The problem:
Print every line of the listing exactly, please.

(Dataset rows)
======
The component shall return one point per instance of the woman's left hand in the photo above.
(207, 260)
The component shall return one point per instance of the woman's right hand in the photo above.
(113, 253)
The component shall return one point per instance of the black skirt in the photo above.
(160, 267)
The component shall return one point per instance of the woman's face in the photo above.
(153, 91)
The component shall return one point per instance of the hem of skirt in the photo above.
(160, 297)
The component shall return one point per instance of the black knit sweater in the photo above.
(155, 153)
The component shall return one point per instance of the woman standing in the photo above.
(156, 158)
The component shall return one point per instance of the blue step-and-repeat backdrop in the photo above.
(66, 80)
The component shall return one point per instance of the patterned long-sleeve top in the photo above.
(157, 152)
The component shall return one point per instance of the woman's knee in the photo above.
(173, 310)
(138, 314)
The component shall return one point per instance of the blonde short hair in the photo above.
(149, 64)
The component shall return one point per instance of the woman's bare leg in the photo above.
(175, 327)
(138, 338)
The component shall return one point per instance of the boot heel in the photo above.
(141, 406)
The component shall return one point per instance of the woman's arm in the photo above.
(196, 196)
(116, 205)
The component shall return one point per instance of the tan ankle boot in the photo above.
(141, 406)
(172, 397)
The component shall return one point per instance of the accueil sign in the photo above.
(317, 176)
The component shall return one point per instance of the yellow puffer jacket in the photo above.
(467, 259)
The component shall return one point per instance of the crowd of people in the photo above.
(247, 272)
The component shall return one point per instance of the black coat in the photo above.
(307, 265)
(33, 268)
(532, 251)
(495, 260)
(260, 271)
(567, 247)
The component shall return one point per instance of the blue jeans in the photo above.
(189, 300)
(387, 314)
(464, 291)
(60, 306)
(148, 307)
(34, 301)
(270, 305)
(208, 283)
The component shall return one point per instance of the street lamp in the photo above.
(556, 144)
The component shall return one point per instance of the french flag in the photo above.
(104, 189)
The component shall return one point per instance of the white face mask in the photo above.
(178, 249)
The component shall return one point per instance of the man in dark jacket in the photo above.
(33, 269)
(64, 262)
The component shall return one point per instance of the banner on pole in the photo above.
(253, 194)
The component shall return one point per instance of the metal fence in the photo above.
======
Right answer:
The component shall return one point per instance of the woman's left hand in the photo above.
(207, 260)
The component shall return one point per instance of the woman's right hand in the photo above.
(113, 253)
The component shall return one point per instance of the black skirt in the photo above.
(160, 267)
The component shall return one point per instance of the woman's face in the photo above.
(153, 91)
The component shall return one point per instance of the hem of skirt in the photo above.
(160, 297)
The component shall return one point per instance of the black knit sweater in the photo above.
(155, 153)
The component shall return one point per instance of the woman standing in the photo above.
(156, 158)
The component shall return one point per instance of the blue step-and-repeat backdrop in the photo above.
(66, 80)
The component shall return one point per instance of the patterned long-sleeve top in the photo above.
(157, 152)
The component shall return one point per instance of the woman's knee in the photo above.
(173, 310)
(138, 314)
The component shall return one point per instance of the blonde short hair in the photo above.
(149, 64)
The component shall return one point per instance of the woman's bare leg in the photo above.
(175, 327)
(138, 338)
The component shall return one point per instance of the boot heel in the photo above.
(141, 406)
The component shall return one point per instance of the woman's arm in the photo above.
(196, 196)
(116, 205)
The component shall return one point per instance of the tan ankle boot in the photo above.
(141, 406)
(172, 397)
The component shall return one point per instance of the accueil sign in the photo above.
(317, 176)
The component shall return one point per instance of the yellow puffer jacket in the photo above.
(467, 259)
The component shall return one point per instance of the crowd of people in the photo above.
(247, 272)
The component shall return one point per instance of the black coat in the photo above.
(307, 265)
(33, 268)
(532, 251)
(495, 260)
(260, 271)
(567, 247)
The component shall return one point per instance of the blue jeans in the photo above.
(189, 300)
(387, 314)
(464, 291)
(60, 306)
(148, 307)
(34, 301)
(270, 305)
(208, 283)
The component shall return one point per instance of the street lamp in the photo above.
(556, 144)
The component shall return one point per instance of the french flag in the photo above.
(104, 189)
The component shall return one point per instance of the white face mask in the photo above.
(178, 249)
The component shall return one point per instance of the man in dark jacket in the photo above.
(33, 269)
(64, 262)
The component shall return one point per instance of the banner on pole in the photo above.
(253, 194)
The component shall return one point per instance of the metal fence in the photo above.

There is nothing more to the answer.